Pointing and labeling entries
==*==

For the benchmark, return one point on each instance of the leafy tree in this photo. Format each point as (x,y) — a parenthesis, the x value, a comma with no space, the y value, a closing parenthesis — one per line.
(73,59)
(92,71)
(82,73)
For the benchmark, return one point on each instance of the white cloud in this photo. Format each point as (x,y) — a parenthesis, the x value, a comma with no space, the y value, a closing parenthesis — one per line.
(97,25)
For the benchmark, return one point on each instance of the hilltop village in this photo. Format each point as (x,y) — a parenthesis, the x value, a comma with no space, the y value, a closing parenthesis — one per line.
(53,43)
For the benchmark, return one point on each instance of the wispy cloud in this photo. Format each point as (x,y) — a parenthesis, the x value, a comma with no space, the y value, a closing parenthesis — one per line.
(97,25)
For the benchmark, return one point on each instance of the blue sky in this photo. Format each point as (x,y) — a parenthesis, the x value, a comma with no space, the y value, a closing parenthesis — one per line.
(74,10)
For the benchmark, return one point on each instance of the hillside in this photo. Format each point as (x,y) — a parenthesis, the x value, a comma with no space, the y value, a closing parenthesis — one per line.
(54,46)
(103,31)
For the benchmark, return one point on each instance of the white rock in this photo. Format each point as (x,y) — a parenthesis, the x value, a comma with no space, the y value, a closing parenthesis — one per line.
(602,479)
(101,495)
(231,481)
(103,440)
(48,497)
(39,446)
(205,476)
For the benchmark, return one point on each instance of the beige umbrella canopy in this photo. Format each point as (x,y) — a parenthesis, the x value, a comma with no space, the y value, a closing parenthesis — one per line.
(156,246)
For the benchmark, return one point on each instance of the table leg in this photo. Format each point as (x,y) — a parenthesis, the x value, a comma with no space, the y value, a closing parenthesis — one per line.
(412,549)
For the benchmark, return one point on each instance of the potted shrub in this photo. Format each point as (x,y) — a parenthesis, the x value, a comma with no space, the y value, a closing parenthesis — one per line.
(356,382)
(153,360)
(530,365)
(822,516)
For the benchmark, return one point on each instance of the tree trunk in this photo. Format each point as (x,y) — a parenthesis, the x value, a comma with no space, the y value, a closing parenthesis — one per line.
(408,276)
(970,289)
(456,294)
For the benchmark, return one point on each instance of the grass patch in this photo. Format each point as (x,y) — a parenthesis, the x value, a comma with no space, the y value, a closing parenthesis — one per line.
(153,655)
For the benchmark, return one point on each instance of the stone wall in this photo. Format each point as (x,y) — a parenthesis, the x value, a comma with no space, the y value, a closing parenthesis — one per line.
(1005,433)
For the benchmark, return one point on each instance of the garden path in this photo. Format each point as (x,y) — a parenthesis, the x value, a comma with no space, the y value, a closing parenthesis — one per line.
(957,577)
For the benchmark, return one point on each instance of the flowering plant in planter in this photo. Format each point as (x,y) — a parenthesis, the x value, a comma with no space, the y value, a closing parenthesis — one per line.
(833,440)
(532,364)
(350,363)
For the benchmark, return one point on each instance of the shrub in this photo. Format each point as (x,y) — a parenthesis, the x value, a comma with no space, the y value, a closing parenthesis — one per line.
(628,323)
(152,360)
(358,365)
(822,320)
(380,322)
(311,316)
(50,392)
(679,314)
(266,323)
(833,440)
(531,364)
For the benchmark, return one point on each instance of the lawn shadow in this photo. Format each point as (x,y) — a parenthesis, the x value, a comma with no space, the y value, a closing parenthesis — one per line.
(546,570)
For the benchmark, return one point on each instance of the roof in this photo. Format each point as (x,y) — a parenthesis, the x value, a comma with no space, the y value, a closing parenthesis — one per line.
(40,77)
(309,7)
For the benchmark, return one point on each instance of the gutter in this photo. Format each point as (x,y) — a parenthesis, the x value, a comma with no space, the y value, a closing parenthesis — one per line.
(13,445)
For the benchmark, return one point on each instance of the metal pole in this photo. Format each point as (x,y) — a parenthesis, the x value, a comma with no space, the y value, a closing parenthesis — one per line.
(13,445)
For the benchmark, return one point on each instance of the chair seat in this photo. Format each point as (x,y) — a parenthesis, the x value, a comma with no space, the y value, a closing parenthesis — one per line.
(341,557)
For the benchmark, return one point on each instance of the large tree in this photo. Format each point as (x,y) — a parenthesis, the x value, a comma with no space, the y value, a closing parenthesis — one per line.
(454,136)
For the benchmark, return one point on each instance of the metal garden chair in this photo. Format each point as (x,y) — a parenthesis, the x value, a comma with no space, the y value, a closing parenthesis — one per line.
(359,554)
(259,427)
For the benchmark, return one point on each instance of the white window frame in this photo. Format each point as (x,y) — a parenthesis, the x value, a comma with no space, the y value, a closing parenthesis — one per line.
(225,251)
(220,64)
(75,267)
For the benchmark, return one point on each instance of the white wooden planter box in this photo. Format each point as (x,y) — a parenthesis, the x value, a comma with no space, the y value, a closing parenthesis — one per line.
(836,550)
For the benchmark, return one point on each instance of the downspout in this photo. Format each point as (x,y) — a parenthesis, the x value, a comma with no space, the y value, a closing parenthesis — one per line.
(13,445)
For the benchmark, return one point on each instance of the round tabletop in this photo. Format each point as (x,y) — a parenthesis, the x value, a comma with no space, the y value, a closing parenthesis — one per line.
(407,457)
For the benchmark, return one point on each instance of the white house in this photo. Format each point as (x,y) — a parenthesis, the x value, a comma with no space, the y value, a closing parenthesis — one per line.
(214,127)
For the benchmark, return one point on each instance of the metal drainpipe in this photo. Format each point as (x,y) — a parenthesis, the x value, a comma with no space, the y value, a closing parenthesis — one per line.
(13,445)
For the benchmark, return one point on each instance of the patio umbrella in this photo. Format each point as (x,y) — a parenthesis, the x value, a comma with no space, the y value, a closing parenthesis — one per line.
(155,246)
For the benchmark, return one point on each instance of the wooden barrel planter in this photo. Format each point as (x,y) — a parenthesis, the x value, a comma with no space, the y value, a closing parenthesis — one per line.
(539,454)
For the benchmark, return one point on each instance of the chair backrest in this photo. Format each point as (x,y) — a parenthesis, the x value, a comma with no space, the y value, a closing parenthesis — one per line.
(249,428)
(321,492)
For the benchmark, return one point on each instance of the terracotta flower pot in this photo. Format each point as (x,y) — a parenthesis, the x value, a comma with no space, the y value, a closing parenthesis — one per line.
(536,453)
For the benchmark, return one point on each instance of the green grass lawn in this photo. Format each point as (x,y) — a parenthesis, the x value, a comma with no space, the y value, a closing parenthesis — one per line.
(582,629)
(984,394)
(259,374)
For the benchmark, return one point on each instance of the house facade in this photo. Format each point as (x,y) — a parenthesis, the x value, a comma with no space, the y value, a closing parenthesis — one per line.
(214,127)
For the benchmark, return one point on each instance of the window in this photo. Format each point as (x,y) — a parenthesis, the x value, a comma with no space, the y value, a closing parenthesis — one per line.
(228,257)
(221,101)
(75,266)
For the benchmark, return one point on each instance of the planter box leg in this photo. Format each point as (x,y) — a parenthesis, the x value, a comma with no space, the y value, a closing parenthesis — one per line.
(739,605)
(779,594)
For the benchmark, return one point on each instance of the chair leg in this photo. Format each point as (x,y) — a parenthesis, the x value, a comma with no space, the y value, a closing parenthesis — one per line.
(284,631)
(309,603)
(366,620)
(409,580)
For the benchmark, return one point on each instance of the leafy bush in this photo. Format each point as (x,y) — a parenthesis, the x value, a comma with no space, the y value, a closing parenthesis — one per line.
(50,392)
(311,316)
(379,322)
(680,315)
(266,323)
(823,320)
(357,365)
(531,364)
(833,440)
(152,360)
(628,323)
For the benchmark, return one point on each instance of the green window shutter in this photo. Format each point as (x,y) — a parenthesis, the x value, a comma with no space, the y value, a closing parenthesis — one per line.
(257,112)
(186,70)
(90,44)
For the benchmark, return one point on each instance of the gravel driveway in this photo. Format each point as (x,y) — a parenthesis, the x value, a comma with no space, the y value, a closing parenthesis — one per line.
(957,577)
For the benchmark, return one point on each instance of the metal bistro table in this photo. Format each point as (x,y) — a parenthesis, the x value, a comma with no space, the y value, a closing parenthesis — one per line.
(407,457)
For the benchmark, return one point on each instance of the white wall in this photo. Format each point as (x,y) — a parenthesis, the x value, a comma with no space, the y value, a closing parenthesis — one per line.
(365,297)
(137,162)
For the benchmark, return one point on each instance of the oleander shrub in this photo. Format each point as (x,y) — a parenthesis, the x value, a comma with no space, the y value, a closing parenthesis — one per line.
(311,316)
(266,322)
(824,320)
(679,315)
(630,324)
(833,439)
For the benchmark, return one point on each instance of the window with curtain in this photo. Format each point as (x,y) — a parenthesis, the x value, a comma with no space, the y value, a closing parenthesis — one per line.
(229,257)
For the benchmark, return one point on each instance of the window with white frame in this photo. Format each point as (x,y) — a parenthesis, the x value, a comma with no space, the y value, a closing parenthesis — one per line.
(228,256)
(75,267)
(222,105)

==*==

_Exercise description_: Write the lines out verbatim, from the one with "window with curtain" through the last line of the entries, and stop there.

_Task answer_:
For the benchmark, return one point on each instance of the window with curtain in this photo. Format each point as (x,y) — a parenthesis, the x value, a comma with no space, the y value, a closing parenthesis — one per line.
(229,257)
For the benchmark, return one point on each instance of the window with white frame in this photo. Format each point as (x,y) — a parenthesis, the x value, a comma with no space, the y value, a closing parenthesis — one per line.
(228,256)
(75,267)
(222,105)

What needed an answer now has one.